- [Supplied material]
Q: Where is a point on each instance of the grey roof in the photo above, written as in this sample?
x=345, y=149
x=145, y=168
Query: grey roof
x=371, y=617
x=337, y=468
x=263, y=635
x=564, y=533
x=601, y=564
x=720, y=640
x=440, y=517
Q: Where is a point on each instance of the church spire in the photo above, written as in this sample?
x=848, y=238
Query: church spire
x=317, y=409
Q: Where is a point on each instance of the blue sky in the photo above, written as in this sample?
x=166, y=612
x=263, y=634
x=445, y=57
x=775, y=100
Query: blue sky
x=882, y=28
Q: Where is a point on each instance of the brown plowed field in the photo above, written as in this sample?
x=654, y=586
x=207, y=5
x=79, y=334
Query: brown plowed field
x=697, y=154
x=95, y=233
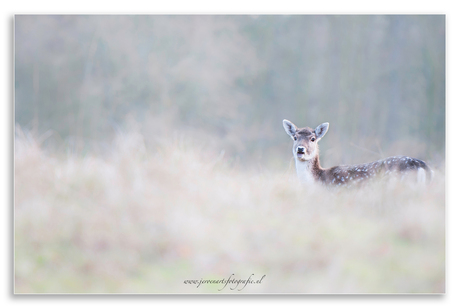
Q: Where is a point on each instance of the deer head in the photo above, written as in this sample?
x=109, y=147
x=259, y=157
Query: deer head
x=305, y=139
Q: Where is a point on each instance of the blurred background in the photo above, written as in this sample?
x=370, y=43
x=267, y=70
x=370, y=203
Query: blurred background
x=150, y=150
x=379, y=80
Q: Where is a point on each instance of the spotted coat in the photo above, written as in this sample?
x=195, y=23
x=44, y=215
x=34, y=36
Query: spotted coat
x=306, y=153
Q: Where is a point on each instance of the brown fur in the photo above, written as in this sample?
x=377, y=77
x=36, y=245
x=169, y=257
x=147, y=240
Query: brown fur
x=306, y=152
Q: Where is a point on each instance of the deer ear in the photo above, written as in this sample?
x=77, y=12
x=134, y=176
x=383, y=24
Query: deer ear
x=290, y=128
x=321, y=130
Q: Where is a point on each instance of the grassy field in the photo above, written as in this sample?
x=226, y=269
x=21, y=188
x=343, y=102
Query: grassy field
x=143, y=220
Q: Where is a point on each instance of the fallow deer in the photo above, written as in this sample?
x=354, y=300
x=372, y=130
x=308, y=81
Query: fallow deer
x=309, y=170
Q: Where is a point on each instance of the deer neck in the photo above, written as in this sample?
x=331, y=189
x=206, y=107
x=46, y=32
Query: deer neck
x=308, y=171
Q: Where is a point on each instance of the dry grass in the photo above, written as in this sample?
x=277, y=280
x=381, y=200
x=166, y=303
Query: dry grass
x=141, y=221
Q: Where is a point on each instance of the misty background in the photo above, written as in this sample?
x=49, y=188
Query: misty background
x=229, y=81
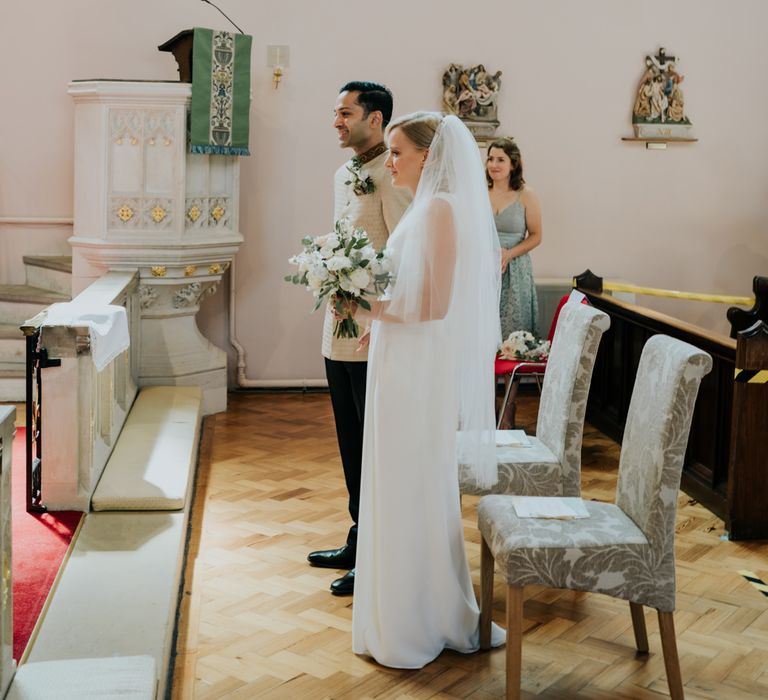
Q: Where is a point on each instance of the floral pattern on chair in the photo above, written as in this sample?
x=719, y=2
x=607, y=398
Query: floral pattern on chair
x=552, y=466
x=624, y=549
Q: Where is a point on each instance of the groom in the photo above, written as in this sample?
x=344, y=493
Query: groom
x=363, y=192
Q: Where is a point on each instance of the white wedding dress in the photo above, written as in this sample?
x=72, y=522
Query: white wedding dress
x=413, y=591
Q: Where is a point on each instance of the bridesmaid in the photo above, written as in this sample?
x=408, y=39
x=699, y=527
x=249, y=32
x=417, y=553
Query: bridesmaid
x=517, y=215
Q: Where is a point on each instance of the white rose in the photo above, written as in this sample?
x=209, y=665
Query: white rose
x=339, y=262
x=346, y=284
x=361, y=278
x=368, y=252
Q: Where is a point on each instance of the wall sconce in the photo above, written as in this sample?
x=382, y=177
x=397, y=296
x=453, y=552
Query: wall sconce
x=278, y=58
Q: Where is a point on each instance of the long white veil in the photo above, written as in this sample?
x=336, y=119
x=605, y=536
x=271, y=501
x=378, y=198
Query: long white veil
x=468, y=256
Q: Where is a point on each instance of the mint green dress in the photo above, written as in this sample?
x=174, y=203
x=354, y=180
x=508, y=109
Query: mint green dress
x=518, y=307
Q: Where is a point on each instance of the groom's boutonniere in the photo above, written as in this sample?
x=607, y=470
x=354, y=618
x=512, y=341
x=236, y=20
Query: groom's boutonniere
x=361, y=182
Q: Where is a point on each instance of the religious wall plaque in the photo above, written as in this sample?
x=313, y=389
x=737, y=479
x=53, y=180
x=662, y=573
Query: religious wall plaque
x=659, y=108
x=471, y=94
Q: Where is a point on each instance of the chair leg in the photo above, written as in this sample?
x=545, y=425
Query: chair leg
x=514, y=641
x=671, y=660
x=638, y=625
x=486, y=594
x=508, y=402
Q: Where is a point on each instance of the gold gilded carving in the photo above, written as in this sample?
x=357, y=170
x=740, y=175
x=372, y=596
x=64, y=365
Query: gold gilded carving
x=125, y=213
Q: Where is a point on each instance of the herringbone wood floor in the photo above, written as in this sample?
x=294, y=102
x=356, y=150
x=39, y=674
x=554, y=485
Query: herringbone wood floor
x=258, y=622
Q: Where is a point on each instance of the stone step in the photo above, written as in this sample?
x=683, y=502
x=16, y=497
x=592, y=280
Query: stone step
x=53, y=272
x=19, y=302
x=117, y=595
x=12, y=343
x=13, y=349
x=12, y=382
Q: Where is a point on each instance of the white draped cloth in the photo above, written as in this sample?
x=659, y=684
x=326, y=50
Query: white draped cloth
x=107, y=326
x=430, y=372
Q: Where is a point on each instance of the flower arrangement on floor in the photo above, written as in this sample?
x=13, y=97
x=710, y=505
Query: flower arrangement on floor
x=522, y=345
x=345, y=266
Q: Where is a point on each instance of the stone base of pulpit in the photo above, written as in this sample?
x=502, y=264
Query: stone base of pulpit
x=143, y=203
x=173, y=350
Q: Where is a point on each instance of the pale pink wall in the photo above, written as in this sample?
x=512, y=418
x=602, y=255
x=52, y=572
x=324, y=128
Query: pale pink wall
x=692, y=217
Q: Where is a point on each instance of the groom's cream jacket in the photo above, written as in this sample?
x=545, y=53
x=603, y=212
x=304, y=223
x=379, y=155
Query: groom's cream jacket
x=378, y=213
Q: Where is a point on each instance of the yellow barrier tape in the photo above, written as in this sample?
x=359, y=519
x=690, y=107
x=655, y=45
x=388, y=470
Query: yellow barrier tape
x=651, y=291
x=751, y=376
x=755, y=580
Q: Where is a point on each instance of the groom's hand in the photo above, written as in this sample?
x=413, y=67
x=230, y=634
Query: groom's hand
x=343, y=308
x=365, y=340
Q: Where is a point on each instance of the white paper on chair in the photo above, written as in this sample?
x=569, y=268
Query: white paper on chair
x=553, y=507
x=512, y=438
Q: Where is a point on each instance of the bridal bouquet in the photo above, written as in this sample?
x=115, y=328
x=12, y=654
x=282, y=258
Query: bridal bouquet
x=522, y=345
x=344, y=265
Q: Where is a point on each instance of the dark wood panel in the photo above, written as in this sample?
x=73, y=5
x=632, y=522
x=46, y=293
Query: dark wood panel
x=705, y=472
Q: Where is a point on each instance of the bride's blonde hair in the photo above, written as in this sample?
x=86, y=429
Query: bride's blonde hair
x=418, y=127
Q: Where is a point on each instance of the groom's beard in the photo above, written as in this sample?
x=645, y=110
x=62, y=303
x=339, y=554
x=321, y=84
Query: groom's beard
x=357, y=136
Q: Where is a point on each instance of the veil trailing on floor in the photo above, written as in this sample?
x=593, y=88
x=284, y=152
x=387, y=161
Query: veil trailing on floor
x=450, y=269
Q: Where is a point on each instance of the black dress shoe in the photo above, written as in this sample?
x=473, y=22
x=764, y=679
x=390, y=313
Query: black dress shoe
x=344, y=585
x=342, y=558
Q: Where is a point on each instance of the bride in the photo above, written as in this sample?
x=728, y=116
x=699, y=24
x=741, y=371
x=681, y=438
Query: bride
x=430, y=373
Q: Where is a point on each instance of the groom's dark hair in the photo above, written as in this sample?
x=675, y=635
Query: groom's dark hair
x=373, y=97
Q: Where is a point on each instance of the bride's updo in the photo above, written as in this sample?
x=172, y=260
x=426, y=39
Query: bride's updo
x=418, y=127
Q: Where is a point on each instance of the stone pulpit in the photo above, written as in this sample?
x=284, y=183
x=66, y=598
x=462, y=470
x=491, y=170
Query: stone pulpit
x=144, y=203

- [Aim of the exercise] Give back, exactly as written, the lines from the one with "the bride in" to the last line.

- [Response to this task]
Q: Where is a point on each instance of the bride in the photo above, written as in this sample?
x=728, y=116
x=699, y=24
x=741, y=371
x=681, y=438
Query: bride
x=430, y=373
Q: Where is a point on each instance of the groom's dark hair in the photo above, written as in this sample?
x=675, y=635
Query: groom's dark hair
x=373, y=97
Q: Where is a point on each instance of the bride's updo in the photo above, written as in this sample?
x=172, y=260
x=426, y=39
Query: bride's updo
x=418, y=127
Q: Where is a point on each instance of the stone pulpit in the photo above, written as in this sample?
x=284, y=183
x=66, y=598
x=462, y=470
x=491, y=170
Query: stone pulpit
x=144, y=203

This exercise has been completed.